▸ DOCUMENT TEXT:
========
So I leave for work downtrodden and distraught at the feeling that I have not been successful in taking full control of my own body. But what is more distressful is the idea that my body mocks me and plays with my vulnerability.
Right after the first gush of frigid blows from the bus air-con hit my skin, the world begins to take a different hue and a more sinister character. I automatically become a different man oblivious of anything but the odd feeling in my mid-section. Coupled with my rich imagination I conjure images in my mind that are too vulgar to be written here.
That evolutionary mechanism I’ve been hopelessly summoning an hour ago while in the bathroom makes its presence felt right when I need it the least.
Modern societies do not think of this bodily process an apt topic for writing much less for a meaningful conversation unless the involved parties are doctors of internal medicine or philosophers in search of the best analogy for life. In fact, in some cultures, this subject is taboo that members have to devise euphemism if only to cover up for the ‘unmentionable’, which explains the overuse of pronouns to take the place of this unwanted antecedent.
Because of the torturous feeling and indescribable angst, these moments of helplessness might have given the world’s most notorious terrorists and suicide bombers the most ingenious plans and ideas in materializing their plans to change the world in however they deemed appropriate when they were right in the middle of the endeavor. Any normal human being will think of the worst things about mankind in general if confronted with this dire situation.
As in all things, succumbing to the powerful pull of gravity can be the only way to go. With no choice left but to find the nearest encampment, I would pretend to be an innocent customer of a diner, eat my breakfast meal as fast as I can, and head to the safest place, my enclave.
========
▸ EXTRACTED ENTRIES:
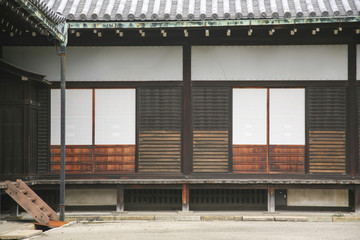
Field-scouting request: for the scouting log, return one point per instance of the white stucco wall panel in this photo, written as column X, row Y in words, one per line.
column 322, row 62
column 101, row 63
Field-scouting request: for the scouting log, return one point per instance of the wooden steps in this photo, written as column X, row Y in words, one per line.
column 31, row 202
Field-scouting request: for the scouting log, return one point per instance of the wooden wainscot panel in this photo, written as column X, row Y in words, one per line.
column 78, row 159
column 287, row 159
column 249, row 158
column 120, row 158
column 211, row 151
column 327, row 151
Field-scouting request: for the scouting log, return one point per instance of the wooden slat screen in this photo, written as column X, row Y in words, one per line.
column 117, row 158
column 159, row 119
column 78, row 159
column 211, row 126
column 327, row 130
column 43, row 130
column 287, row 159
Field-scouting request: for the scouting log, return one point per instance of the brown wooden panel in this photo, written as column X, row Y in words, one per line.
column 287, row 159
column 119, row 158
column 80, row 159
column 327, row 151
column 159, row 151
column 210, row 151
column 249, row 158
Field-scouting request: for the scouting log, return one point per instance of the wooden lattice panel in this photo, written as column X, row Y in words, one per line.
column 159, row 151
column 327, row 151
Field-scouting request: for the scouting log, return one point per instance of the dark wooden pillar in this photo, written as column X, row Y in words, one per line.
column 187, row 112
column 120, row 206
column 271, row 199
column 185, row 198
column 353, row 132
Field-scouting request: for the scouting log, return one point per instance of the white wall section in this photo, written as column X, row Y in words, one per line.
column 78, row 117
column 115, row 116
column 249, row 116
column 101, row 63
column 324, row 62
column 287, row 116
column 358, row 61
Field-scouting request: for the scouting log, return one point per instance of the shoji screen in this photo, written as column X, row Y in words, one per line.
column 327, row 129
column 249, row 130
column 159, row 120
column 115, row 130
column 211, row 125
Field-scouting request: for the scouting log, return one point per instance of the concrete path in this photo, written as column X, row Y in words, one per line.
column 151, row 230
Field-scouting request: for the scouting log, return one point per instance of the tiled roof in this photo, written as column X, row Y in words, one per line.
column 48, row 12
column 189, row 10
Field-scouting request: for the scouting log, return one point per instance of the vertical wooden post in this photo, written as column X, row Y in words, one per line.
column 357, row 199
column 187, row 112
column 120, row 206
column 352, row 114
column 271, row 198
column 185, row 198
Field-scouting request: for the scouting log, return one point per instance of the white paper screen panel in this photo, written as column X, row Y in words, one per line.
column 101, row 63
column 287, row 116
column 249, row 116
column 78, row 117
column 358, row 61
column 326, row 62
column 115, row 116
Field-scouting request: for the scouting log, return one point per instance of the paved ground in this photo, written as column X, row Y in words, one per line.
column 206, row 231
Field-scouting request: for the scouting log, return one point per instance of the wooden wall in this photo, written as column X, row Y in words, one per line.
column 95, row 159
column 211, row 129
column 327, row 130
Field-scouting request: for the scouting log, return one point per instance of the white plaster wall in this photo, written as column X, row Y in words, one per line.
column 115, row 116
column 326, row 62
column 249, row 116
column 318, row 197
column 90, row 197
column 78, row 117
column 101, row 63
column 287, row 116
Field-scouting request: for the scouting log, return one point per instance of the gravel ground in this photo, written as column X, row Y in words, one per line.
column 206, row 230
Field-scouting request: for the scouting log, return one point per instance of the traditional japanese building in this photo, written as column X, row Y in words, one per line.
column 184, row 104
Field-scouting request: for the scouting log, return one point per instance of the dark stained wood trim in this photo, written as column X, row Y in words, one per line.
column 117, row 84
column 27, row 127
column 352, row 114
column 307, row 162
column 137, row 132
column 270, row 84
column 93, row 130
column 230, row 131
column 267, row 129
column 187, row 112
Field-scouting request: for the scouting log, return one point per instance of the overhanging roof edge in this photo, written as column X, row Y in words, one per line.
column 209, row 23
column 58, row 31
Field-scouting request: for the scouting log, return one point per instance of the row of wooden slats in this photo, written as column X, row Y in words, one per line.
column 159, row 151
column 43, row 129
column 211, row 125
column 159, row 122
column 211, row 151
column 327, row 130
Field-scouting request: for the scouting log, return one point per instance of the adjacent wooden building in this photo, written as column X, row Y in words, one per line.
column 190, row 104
========
▸ WHAT YOU SHOULD DO: Return the passage of the commute essay from "So I leave for" to "with my vulnerability.".

▸ RESPONSE AREA:
So I leave for work downtrodden and distraught at the feeling that I have not been successful in taking full control of my own body. But what is more distressful is the idea that my body mocks me and plays with my vulnerability.